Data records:
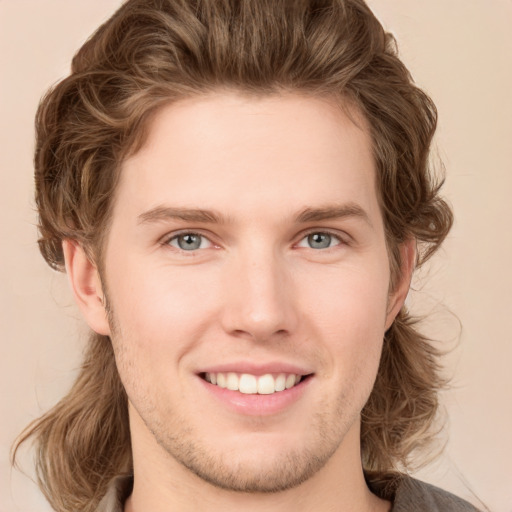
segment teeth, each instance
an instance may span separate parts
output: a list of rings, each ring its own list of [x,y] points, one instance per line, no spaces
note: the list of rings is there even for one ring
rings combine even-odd
[[[271,395],[276,391],[276,381],[272,375],[262,375],[258,379],[258,394],[260,395]]]
[[[276,391],[284,391],[286,389],[286,375],[281,373],[276,379]]]
[[[238,381],[238,389],[240,393],[254,395],[258,392],[258,379],[254,375],[243,373]]]
[[[228,373],[226,387],[231,391],[238,391],[238,375],[236,373]]]
[[[293,386],[295,386],[295,375],[288,375],[288,377],[286,377],[286,382],[285,382],[285,388],[286,389],[290,389],[290,388],[293,388]]]
[[[225,388],[226,387],[226,375],[223,373],[217,374],[217,386],[219,388]]]
[[[240,391],[246,395],[271,395],[285,389],[293,388],[298,384],[302,376],[293,373],[280,373],[276,376],[267,373],[257,377],[249,373],[237,374],[229,373],[206,373],[205,380],[221,388],[227,388],[231,391]]]

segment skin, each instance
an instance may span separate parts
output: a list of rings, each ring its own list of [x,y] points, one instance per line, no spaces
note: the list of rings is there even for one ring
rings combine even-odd
[[[344,214],[298,218],[333,207]],[[180,249],[187,232],[201,235],[200,248]],[[312,246],[312,233],[330,243]],[[402,247],[390,292],[358,112],[233,92],[167,106],[122,165],[103,279],[80,246],[64,249],[76,300],[91,328],[111,337],[129,397],[135,481],[126,511],[389,510],[364,481],[360,412],[414,249]],[[292,364],[310,376],[286,407],[248,415],[198,375],[240,362]]]

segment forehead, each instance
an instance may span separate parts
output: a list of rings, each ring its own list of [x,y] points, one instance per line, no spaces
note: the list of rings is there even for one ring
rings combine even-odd
[[[296,94],[215,93],[162,108],[121,170],[116,209],[170,204],[273,214],[320,203],[376,211],[365,119],[334,101]],[[377,208],[378,210],[378,208]]]

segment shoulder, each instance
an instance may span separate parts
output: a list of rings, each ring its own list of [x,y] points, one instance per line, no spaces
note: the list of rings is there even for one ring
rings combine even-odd
[[[457,496],[414,478],[400,478],[392,512],[479,512]]]

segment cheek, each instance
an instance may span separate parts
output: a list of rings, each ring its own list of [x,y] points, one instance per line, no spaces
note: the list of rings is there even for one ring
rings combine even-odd
[[[344,268],[322,280],[309,274],[297,294],[302,298],[302,318],[313,331],[311,338],[320,340],[328,367],[342,374],[340,378],[355,379],[377,370],[385,332],[388,277],[387,267],[377,260],[364,270]]]
[[[380,260],[373,264],[347,265],[329,272],[304,273],[297,293],[303,313],[322,319],[322,324],[341,338],[371,330],[383,332],[389,288],[389,269]]]
[[[124,267],[128,266],[130,271],[123,272],[120,265],[109,282],[112,309],[123,337],[156,353],[157,348],[179,350],[184,341],[200,335],[218,304],[218,279],[212,272],[165,267],[149,272],[145,265]]]
[[[115,277],[119,274],[111,274]],[[154,405],[155,397],[170,393],[170,382],[172,393],[183,393],[179,375],[186,366],[182,361],[204,339],[209,295],[204,288],[168,273],[132,272],[117,286],[113,280],[116,362],[128,396],[141,412]]]

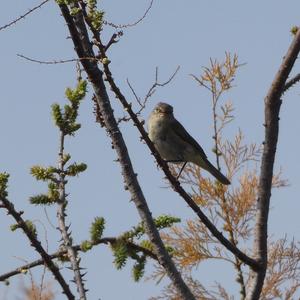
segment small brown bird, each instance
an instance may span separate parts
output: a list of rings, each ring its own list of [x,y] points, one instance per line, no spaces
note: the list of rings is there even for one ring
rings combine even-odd
[[[223,184],[230,181],[207,159],[201,146],[175,119],[173,107],[158,103],[148,120],[149,138],[157,151],[168,162],[192,162],[212,174]]]

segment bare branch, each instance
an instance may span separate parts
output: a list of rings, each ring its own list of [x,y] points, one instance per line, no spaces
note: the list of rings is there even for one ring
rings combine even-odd
[[[0,31],[3,29],[6,29],[12,25],[15,25],[16,23],[18,23],[19,21],[21,21],[22,19],[25,19],[25,17],[27,17],[29,14],[31,14],[32,12],[34,12],[35,10],[37,10],[38,8],[41,8],[44,4],[46,4],[49,0],[44,0],[43,2],[41,2],[39,5],[29,9],[29,11],[23,15],[21,15],[20,17],[16,18],[15,20],[9,22],[8,24],[5,24],[3,26],[0,27]]]
[[[133,23],[129,23],[129,24],[114,24],[112,22],[104,21],[103,24],[111,26],[111,27],[116,28],[116,29],[128,28],[128,27],[136,26],[137,24],[139,24],[140,22],[142,22],[146,18],[148,12],[150,11],[150,9],[151,9],[151,7],[153,5],[153,2],[154,2],[154,0],[150,1],[150,4],[149,4],[148,8],[146,9],[145,13],[142,15],[142,17],[140,17],[137,21],[135,21]]]
[[[180,66],[177,66],[176,70],[169,77],[169,79],[167,79],[165,82],[159,82],[158,81],[158,67],[156,67],[156,69],[155,69],[155,82],[153,83],[153,85],[150,87],[148,93],[146,94],[146,97],[144,99],[144,104],[155,93],[155,88],[158,87],[158,86],[162,87],[162,86],[165,86],[165,85],[169,84],[174,79],[174,77],[176,76],[176,74],[179,71],[179,69],[180,69]]]
[[[141,102],[141,99],[137,96],[137,94],[136,94],[134,88],[132,87],[132,85],[130,84],[128,78],[126,79],[126,82],[127,82],[128,86],[129,86],[129,88],[130,88],[130,90],[131,90],[131,92],[132,92],[132,94],[133,94],[133,96],[134,96],[136,102],[137,102],[141,107],[143,107],[143,104],[142,104],[142,102]]]
[[[171,74],[171,76],[166,81],[159,82],[158,81],[158,67],[156,67],[155,68],[155,81],[152,84],[152,86],[150,87],[150,89],[148,90],[148,92],[147,92],[145,98],[143,99],[143,101],[141,100],[140,97],[137,96],[137,94],[136,94],[134,88],[132,87],[132,85],[130,84],[129,80],[128,79],[126,80],[132,94],[134,95],[134,98],[136,99],[137,103],[140,106],[140,109],[136,112],[137,116],[139,116],[141,114],[141,112],[145,109],[148,100],[156,92],[156,88],[157,87],[164,87],[164,86],[168,85],[174,79],[174,77],[178,73],[179,69],[180,69],[180,66],[177,66],[176,70]],[[128,120],[129,120],[128,118],[125,119],[125,121],[128,121]]]
[[[190,76],[194,78],[201,86],[209,90],[211,93],[213,92],[212,89],[207,84],[205,84],[202,80],[200,80],[197,76],[195,76],[194,74],[190,74]]]
[[[97,57],[82,57],[82,58],[70,58],[70,59],[60,59],[60,60],[38,60],[34,58],[30,58],[28,56],[25,56],[23,54],[17,54],[17,56],[24,58],[28,61],[43,64],[43,65],[56,65],[56,64],[64,64],[69,62],[79,62],[82,60],[93,60],[93,61],[99,61],[99,58]]]
[[[258,187],[257,214],[253,252],[262,268],[252,272],[247,299],[258,299],[263,287],[268,261],[268,215],[272,188],[273,167],[279,130],[281,96],[286,80],[300,51],[300,30],[291,43],[265,98],[265,141]]]

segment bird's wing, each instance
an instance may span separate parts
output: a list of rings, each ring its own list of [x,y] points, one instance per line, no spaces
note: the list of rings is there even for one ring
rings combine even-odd
[[[190,134],[185,130],[185,128],[175,118],[174,118],[174,121],[172,121],[172,127],[173,127],[174,132],[181,139],[183,139],[186,143],[192,145],[199,151],[199,153],[201,154],[203,159],[207,158],[202,147],[197,143],[197,141],[192,136],[190,136]]]

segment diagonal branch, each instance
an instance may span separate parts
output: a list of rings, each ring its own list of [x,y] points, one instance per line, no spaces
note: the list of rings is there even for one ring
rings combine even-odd
[[[252,272],[247,299],[259,299],[266,275],[268,261],[268,215],[272,188],[273,167],[279,131],[279,111],[281,96],[285,91],[286,80],[294,66],[300,51],[300,30],[290,45],[281,66],[275,75],[269,92],[265,98],[265,141],[261,162],[255,238],[253,252],[260,261],[262,269]]]
[[[81,4],[84,5],[84,3]],[[61,4],[59,7],[64,19],[66,20],[72,41],[74,43],[75,51],[77,52],[79,58],[93,56],[94,54],[82,17],[82,12],[78,12],[73,19],[66,5]],[[136,205],[138,213],[145,224],[146,233],[148,234],[150,241],[153,243],[159,263],[165,268],[168,276],[170,277],[175,288],[179,291],[182,299],[193,300],[195,297],[183,281],[179,271],[176,269],[174,262],[165,249],[159,232],[155,227],[143,191],[137,180],[137,174],[134,172],[125,141],[113,114],[106,87],[102,78],[103,74],[95,62],[81,61],[81,63],[93,86],[95,98],[101,110],[103,122],[108,135],[111,138],[112,145],[117,152],[118,159],[121,164],[125,189],[129,190],[132,201]]]
[[[63,293],[67,296],[69,300],[75,300],[75,297],[72,294],[69,285],[66,283],[65,279],[61,275],[58,267],[53,263],[51,256],[46,252],[41,242],[35,237],[35,235],[30,230],[26,222],[21,217],[22,212],[17,212],[14,208],[14,205],[5,197],[1,197],[0,201],[3,203],[3,206],[8,211],[8,213],[16,220],[18,226],[23,229],[24,233],[27,235],[31,243],[31,246],[34,247],[35,250],[42,257],[43,264],[45,264],[49,268],[49,270],[54,275],[55,279],[61,285]]]

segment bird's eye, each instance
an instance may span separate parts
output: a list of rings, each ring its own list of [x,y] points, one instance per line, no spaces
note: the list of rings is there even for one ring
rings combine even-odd
[[[160,109],[159,109],[159,108],[156,108],[156,109],[155,109],[155,112],[159,113],[159,112],[160,112]]]

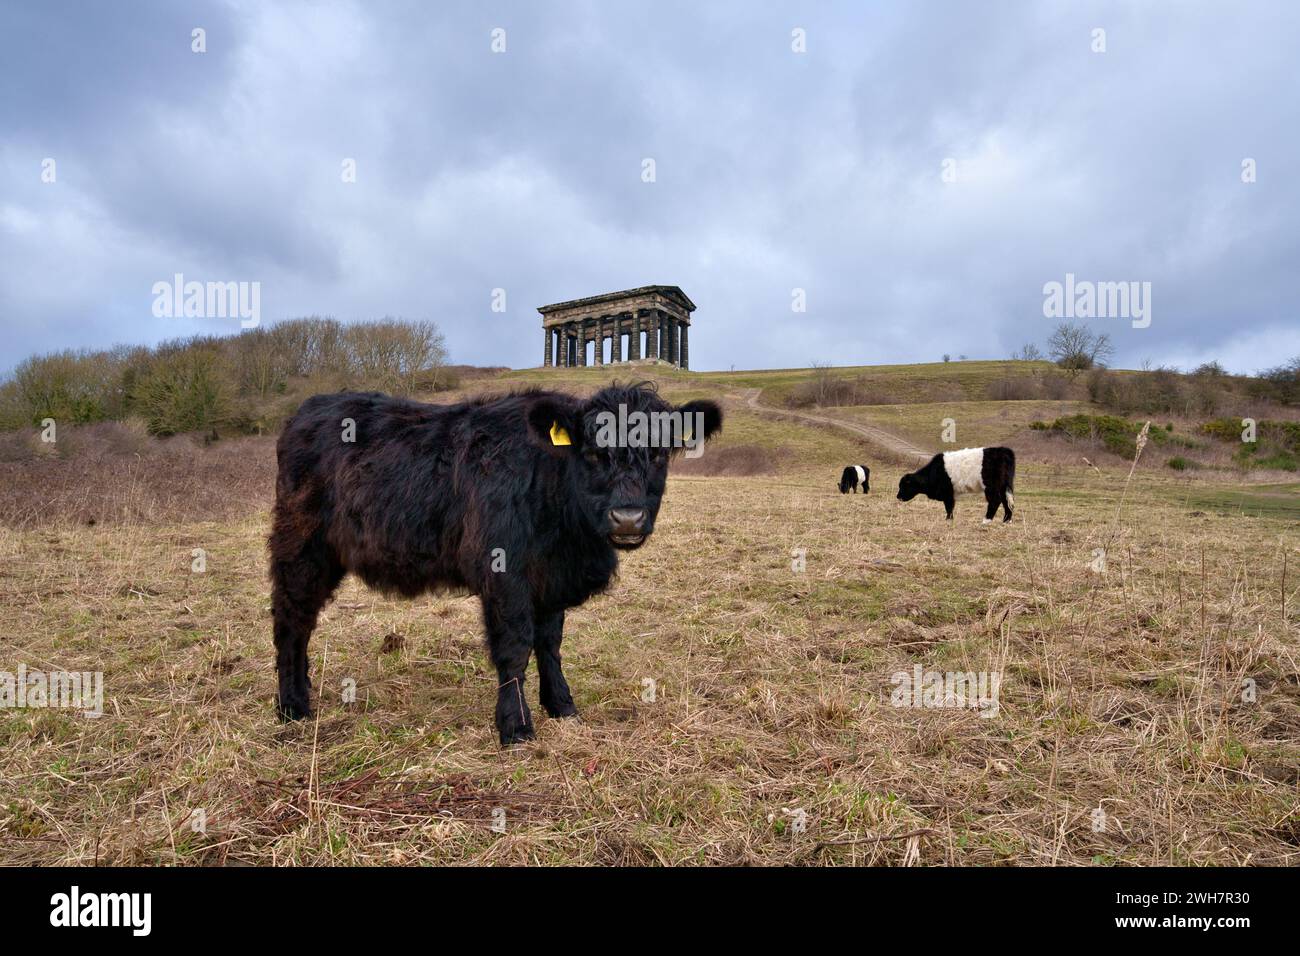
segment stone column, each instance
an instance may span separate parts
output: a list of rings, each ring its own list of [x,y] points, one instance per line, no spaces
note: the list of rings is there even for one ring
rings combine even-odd
[[[689,322],[682,323],[682,363],[681,364],[682,364],[682,368],[684,369],[689,369],[691,367],[690,347],[687,345],[687,336],[686,336],[686,333],[690,331],[690,328],[691,328],[691,324]]]
[[[614,340],[609,345],[609,360],[623,361],[623,316],[614,316]]]
[[[542,329],[542,335],[546,337],[546,348],[542,351],[542,368],[549,368],[551,364],[551,330]]]
[[[679,328],[681,328],[681,322],[677,320],[676,316],[673,316],[668,320],[668,355],[669,355],[668,361],[672,362],[674,365],[682,364],[682,359],[681,356],[678,354],[678,349],[677,349],[677,345],[678,345],[677,330]]]
[[[659,357],[659,313],[652,309],[646,319],[645,357],[657,359]]]
[[[596,342],[596,354],[594,356],[597,365],[605,364],[605,320],[597,319],[594,323],[595,328],[592,331],[592,338]]]
[[[632,310],[632,334],[627,340],[627,360],[635,362],[641,357],[641,313]]]
[[[578,367],[582,368],[587,364],[587,320],[583,319],[577,324],[578,334]]]

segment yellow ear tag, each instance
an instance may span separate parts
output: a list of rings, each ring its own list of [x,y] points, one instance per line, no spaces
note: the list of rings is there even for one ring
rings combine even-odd
[[[569,433],[560,427],[559,422],[551,422],[551,444],[552,445],[572,445],[569,440]]]

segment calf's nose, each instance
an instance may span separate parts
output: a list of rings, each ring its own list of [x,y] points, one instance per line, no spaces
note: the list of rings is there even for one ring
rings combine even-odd
[[[611,508],[609,523],[613,534],[644,534],[646,513],[644,508]]]

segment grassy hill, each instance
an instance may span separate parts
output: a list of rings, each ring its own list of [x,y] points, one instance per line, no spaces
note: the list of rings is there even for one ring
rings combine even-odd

## Exercise requirements
Note every line of the records that holds the word "branch", and copy it.

## Worked solution
segment bare branch, each instance
segment diagonal branch, each instance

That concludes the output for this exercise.